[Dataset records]
---------------
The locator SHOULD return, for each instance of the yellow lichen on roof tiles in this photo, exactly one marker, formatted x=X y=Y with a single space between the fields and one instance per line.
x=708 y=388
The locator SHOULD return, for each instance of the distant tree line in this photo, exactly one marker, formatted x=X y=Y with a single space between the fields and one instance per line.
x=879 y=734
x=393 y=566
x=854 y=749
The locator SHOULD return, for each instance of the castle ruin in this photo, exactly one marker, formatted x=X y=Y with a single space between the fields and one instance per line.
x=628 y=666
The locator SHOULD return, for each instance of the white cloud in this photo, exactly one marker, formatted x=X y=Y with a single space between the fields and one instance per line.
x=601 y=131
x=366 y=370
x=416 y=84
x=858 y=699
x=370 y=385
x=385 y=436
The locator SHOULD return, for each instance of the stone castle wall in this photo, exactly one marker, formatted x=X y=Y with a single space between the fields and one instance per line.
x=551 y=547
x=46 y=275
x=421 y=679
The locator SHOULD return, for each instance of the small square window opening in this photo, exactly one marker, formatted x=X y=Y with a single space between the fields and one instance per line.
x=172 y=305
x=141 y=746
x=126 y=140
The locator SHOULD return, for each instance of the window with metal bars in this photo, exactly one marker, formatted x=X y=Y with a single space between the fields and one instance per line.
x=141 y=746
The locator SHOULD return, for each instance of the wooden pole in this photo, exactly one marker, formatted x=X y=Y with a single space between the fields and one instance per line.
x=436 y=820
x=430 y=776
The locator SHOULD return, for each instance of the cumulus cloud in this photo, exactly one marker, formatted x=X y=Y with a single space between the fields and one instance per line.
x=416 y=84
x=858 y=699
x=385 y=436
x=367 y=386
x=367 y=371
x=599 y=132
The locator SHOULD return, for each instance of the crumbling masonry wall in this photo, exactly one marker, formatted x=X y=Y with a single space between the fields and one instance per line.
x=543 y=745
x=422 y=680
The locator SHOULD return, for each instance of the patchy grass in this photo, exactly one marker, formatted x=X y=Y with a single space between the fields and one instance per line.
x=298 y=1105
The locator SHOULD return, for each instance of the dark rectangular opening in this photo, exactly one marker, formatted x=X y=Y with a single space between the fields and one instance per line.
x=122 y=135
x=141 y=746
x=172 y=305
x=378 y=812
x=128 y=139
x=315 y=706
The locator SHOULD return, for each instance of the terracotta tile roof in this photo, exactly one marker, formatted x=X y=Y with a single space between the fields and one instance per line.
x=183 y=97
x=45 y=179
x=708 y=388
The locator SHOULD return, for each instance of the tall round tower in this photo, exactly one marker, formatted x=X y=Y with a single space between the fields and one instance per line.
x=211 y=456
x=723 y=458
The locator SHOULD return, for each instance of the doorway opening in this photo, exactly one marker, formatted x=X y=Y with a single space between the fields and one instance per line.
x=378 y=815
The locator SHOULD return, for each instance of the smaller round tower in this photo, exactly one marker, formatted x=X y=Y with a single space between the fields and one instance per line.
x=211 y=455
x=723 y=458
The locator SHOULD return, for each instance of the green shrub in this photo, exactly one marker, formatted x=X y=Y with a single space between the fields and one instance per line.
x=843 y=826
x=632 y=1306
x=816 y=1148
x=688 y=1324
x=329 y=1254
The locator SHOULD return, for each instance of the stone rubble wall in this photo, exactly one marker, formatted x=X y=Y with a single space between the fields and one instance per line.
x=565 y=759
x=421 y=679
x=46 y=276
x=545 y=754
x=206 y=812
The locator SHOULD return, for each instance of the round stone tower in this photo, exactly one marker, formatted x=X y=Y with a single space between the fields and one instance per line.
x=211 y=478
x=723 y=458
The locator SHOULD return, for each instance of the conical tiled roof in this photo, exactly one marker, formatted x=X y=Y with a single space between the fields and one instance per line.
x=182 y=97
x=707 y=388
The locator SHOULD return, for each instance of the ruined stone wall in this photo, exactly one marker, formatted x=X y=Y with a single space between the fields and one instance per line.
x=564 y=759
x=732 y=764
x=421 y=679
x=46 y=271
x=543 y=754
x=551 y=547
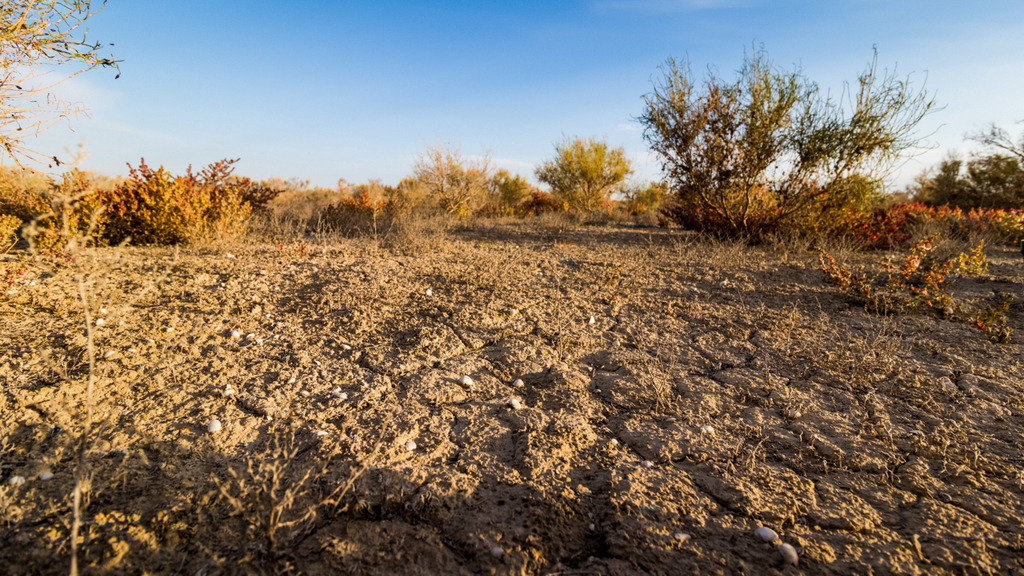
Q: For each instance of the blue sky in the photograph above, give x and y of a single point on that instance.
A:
(355, 90)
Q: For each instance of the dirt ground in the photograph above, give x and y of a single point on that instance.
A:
(674, 395)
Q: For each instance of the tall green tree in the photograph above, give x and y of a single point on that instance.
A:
(768, 149)
(584, 173)
(38, 38)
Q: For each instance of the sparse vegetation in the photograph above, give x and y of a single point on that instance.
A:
(768, 153)
(584, 173)
(372, 380)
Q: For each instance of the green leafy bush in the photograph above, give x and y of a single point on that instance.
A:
(584, 173)
(768, 153)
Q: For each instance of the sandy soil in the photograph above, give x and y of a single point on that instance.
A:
(676, 395)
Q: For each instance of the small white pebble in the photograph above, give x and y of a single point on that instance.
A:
(788, 552)
(766, 534)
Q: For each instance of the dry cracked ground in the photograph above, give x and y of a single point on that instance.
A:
(641, 402)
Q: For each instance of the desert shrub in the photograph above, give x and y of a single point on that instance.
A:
(457, 184)
(543, 203)
(897, 224)
(24, 194)
(367, 210)
(768, 152)
(993, 179)
(506, 195)
(645, 199)
(920, 281)
(584, 173)
(155, 207)
(8, 231)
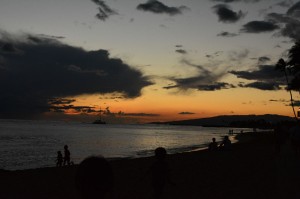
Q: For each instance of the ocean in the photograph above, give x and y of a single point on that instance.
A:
(28, 144)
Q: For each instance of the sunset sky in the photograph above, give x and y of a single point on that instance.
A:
(144, 60)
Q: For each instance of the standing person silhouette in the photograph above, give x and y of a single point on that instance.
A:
(67, 156)
(160, 172)
(213, 146)
(225, 144)
(94, 178)
(59, 159)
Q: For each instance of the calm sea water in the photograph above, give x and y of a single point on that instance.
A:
(33, 144)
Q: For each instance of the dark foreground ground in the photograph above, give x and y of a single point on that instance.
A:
(251, 170)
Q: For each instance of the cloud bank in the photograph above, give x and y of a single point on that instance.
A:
(226, 15)
(159, 8)
(35, 69)
(104, 10)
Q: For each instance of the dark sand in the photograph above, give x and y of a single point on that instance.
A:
(248, 171)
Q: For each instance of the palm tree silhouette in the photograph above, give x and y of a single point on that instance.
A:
(283, 66)
(292, 68)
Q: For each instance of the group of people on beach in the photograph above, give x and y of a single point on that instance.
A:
(225, 145)
(287, 132)
(95, 178)
(63, 160)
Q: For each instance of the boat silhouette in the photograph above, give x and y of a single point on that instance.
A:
(99, 121)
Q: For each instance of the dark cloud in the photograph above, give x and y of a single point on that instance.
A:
(265, 78)
(231, 1)
(263, 60)
(35, 70)
(215, 86)
(227, 34)
(181, 51)
(294, 11)
(285, 4)
(259, 27)
(238, 55)
(138, 114)
(291, 26)
(226, 15)
(186, 113)
(160, 8)
(206, 80)
(262, 85)
(104, 10)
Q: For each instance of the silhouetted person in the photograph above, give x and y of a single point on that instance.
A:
(59, 159)
(160, 172)
(94, 178)
(280, 134)
(67, 156)
(213, 146)
(295, 137)
(225, 144)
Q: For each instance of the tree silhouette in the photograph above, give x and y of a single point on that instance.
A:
(291, 68)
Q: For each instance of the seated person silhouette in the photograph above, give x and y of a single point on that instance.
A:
(225, 144)
(67, 156)
(59, 159)
(160, 172)
(94, 178)
(213, 146)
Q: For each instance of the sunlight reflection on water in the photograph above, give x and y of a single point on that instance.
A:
(32, 144)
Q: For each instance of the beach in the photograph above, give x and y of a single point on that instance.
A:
(249, 170)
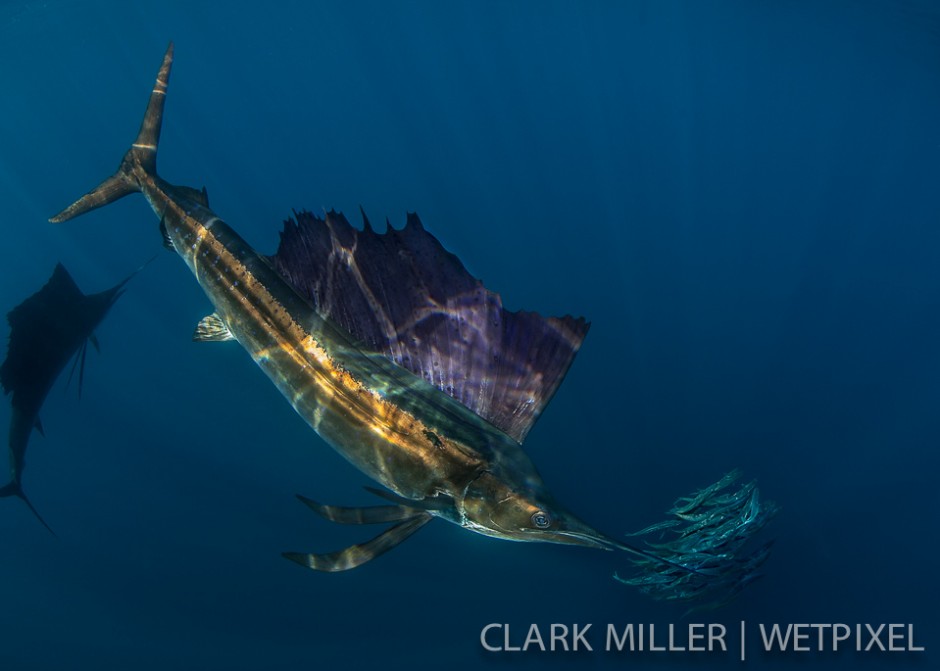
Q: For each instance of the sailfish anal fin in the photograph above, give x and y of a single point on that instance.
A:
(402, 295)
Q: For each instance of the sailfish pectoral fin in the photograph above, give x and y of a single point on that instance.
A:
(369, 515)
(357, 555)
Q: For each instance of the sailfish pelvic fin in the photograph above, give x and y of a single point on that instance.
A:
(14, 488)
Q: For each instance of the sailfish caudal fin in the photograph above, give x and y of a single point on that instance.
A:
(142, 156)
(14, 488)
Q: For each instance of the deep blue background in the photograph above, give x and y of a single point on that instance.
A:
(741, 196)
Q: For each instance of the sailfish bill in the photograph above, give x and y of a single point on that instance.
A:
(389, 349)
(46, 330)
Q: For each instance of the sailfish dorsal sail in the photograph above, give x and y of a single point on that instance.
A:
(402, 295)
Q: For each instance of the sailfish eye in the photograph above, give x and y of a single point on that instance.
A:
(541, 520)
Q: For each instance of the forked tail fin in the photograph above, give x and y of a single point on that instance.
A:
(141, 156)
(14, 488)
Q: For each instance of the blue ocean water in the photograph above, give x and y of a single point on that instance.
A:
(741, 197)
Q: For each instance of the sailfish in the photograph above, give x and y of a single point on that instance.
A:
(389, 349)
(46, 330)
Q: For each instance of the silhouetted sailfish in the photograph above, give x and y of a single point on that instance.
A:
(390, 350)
(46, 330)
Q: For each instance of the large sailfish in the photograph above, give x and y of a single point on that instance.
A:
(388, 348)
(46, 330)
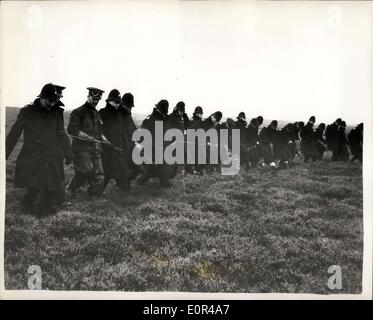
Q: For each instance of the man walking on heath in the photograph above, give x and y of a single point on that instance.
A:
(85, 127)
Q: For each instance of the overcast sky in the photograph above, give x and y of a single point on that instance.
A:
(283, 60)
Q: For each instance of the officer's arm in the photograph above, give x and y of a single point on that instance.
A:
(74, 127)
(65, 140)
(14, 133)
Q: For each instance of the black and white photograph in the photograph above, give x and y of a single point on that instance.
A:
(182, 149)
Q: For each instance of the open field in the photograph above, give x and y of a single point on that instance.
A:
(259, 231)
---------------
What you need to do
Copy only this span: the line that contains "Q: For each instance of the man", the last line, and every line between them.

Worked solution
Q: For each instance of the man walking on heath in the photograph above, give x and y of a single point on that instance.
A:
(85, 127)
Q: For each instance of the overcast sky in the photograph above, give x and y of a single point on that instance.
A:
(283, 60)
Q: For each instance of the officer's arm in the photograph above, give x and y of a single point on that instance.
A:
(74, 127)
(65, 140)
(14, 133)
Q: For each instance of the black and white photograph in the photograph above, give x and y of a single point on that instance.
A:
(182, 149)
Q: For each instance of the open field in the photograph above, give x and y of a single point on that instance.
A:
(259, 231)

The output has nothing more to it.